Text excerpt »
*****

Marcelo Tosatti wrote:
> I don't think the first qemu_aio_flush() is necessary because the fsync
> request will be enqueued after pending ones: 
> 
>        aio_fsync() function does a sync on all outstanding
>        asynchronous I/O operations associated with
>        aiocbp->aio_fildes.
>
>        More precisely, if op is O_SYNC, then all currently queued
>        I/O operations shall be completed as if by a call of
>        fsync(2), and if op is O_DSYNC, this call is the asynchronous
>        analog of fdatasync(2).  Note that this is a request only —
>        this call does not wait for I/O completion.
> 
> glibc sets the priority for fsync as 0, which is the same priority AIO
> reads and writes are submitted by QEMU.

Do AIO operations always get executed in the order they are submitted?

*****

Rows from a pointing dataset »
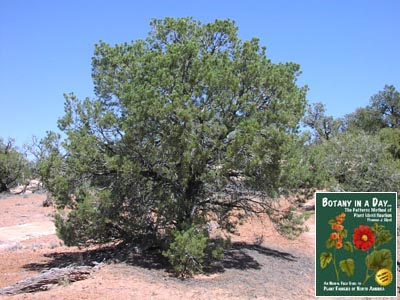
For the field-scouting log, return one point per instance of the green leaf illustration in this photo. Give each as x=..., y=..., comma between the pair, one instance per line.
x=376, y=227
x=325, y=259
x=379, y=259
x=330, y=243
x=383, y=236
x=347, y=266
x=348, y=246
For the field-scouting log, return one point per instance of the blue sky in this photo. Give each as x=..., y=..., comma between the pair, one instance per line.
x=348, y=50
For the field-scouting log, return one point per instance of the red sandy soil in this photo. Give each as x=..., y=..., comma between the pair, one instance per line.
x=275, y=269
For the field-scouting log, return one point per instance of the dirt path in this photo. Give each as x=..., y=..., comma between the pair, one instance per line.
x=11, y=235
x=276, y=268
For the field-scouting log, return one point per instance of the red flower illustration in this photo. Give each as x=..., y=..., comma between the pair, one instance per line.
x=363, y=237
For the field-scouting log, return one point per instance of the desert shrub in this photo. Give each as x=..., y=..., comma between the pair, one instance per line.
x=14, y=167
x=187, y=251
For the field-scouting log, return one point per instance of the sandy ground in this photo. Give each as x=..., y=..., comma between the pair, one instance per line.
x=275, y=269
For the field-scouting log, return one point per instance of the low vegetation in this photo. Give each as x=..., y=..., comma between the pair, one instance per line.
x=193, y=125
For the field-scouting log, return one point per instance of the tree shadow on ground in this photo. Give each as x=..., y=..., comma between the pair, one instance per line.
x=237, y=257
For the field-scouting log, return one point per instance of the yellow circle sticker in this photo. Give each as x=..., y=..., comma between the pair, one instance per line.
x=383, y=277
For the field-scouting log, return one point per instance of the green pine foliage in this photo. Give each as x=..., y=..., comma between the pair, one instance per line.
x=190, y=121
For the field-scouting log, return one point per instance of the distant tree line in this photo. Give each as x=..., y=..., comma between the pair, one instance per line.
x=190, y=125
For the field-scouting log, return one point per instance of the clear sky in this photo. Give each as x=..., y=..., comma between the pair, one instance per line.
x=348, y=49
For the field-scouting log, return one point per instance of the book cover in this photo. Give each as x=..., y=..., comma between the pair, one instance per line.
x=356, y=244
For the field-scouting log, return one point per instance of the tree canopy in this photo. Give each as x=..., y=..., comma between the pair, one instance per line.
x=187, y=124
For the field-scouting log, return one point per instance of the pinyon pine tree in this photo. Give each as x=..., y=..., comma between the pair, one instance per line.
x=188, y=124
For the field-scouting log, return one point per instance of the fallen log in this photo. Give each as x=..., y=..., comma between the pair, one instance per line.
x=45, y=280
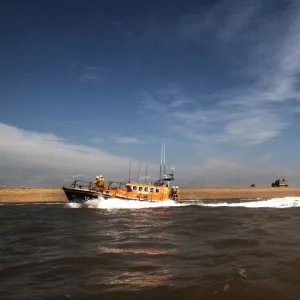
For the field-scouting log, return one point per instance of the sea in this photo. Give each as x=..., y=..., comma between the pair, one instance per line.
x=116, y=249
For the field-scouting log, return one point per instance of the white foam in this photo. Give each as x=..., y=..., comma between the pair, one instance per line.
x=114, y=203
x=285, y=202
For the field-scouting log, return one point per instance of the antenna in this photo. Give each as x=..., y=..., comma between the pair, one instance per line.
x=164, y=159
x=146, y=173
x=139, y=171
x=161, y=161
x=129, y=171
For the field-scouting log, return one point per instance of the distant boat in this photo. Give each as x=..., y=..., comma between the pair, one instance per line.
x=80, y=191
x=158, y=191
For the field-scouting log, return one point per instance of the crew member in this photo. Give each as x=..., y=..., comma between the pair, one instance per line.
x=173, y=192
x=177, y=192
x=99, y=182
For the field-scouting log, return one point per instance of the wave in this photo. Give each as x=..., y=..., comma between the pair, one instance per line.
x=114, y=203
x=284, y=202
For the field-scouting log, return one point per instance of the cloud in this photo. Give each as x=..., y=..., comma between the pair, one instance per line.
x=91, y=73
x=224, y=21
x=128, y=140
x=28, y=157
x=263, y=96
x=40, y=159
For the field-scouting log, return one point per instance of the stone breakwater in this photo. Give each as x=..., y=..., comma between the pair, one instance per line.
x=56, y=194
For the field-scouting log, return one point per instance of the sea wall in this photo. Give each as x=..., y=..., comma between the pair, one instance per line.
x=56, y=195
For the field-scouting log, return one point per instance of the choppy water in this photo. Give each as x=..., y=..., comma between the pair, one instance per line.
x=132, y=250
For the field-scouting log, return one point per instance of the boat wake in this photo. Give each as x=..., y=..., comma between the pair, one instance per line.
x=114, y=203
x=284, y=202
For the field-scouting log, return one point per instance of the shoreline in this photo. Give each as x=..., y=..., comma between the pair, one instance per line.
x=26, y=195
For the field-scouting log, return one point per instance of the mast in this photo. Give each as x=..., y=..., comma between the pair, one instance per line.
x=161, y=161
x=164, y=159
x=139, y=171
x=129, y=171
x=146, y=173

*****

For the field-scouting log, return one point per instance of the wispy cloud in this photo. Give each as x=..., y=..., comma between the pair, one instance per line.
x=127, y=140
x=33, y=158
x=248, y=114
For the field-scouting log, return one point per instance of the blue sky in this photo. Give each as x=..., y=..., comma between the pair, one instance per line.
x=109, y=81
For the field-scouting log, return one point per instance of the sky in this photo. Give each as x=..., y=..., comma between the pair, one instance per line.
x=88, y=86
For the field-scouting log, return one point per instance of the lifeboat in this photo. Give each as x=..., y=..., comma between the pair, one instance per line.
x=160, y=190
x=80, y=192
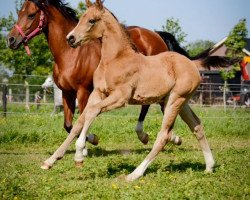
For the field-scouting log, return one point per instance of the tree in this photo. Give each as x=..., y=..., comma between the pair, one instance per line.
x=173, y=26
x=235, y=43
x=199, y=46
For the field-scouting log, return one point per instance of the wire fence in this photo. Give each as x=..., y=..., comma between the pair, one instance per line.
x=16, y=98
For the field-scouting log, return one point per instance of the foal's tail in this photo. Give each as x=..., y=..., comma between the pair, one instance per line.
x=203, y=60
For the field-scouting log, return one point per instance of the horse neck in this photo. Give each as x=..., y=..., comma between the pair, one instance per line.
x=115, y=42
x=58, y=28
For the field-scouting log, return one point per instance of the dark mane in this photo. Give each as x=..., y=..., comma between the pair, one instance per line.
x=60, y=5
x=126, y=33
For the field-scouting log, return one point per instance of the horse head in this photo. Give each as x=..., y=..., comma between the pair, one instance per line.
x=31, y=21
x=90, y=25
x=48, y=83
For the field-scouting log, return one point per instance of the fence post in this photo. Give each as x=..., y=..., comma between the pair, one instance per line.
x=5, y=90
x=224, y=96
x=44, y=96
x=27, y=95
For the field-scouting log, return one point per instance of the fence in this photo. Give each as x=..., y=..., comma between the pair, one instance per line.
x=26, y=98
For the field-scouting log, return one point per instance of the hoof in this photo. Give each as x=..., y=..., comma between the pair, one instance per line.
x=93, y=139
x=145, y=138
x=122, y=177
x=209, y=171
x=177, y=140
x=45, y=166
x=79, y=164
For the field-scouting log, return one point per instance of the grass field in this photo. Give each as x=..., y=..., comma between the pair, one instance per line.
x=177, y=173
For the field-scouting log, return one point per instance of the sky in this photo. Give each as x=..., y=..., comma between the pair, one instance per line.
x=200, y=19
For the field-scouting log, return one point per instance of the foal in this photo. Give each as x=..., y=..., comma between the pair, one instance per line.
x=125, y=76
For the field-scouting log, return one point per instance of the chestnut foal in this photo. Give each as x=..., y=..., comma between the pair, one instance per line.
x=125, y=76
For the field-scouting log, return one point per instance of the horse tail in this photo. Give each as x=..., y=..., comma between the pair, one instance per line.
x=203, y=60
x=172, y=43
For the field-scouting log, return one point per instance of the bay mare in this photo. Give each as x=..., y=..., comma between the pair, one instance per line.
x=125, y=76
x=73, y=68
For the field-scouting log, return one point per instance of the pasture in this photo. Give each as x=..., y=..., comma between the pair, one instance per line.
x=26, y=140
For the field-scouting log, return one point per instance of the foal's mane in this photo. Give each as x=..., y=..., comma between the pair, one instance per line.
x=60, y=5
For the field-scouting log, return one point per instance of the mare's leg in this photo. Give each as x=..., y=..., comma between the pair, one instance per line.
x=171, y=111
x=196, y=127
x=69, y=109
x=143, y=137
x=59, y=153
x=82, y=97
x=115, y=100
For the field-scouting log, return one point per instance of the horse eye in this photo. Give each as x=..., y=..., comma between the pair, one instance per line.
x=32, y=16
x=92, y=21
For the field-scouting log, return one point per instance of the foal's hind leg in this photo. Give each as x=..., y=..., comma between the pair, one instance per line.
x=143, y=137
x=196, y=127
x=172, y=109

*****

Objective » Continue the message on QEMU's asynchronous I/O flushing and fsync ordering from the point at which it ends.

Solved problem »
I was under the impression this is not guaranteed, as relaxed ordering
permits better I/O scheduling (e.g. to reduce disk seeks) - which is
one of the most useful points of AIO.  (Otherwise you might as well
just have one worker thread doing synchronous IO in order).

And because of that, I was under the impression the only way to
implement a write barrier+flush in AIO was (1) wait for pending writes
to complete, then (2) aio_fsync, then (3) wait for the aio_fsync.

I could be wrong, but I haven't seen any documentation which says
otherwise, and it's what I'd expect of an implementation.  I.e. it's
just an asynchronous version of fsync().

The quoted man page doesn't convince me.  It says "all currently
queued I/O operations shall be completed" which _could_ mean that
aio_fsync is an AIO barrier too.

But then "if by a call of fsync(2)" implies that aio_fsync+aio_suspend
could just be replaced by fsync() with no change of semantics.  So
"queued I/O operations" means what fsync() handles: dirty file data,
not in-flight AIO writes.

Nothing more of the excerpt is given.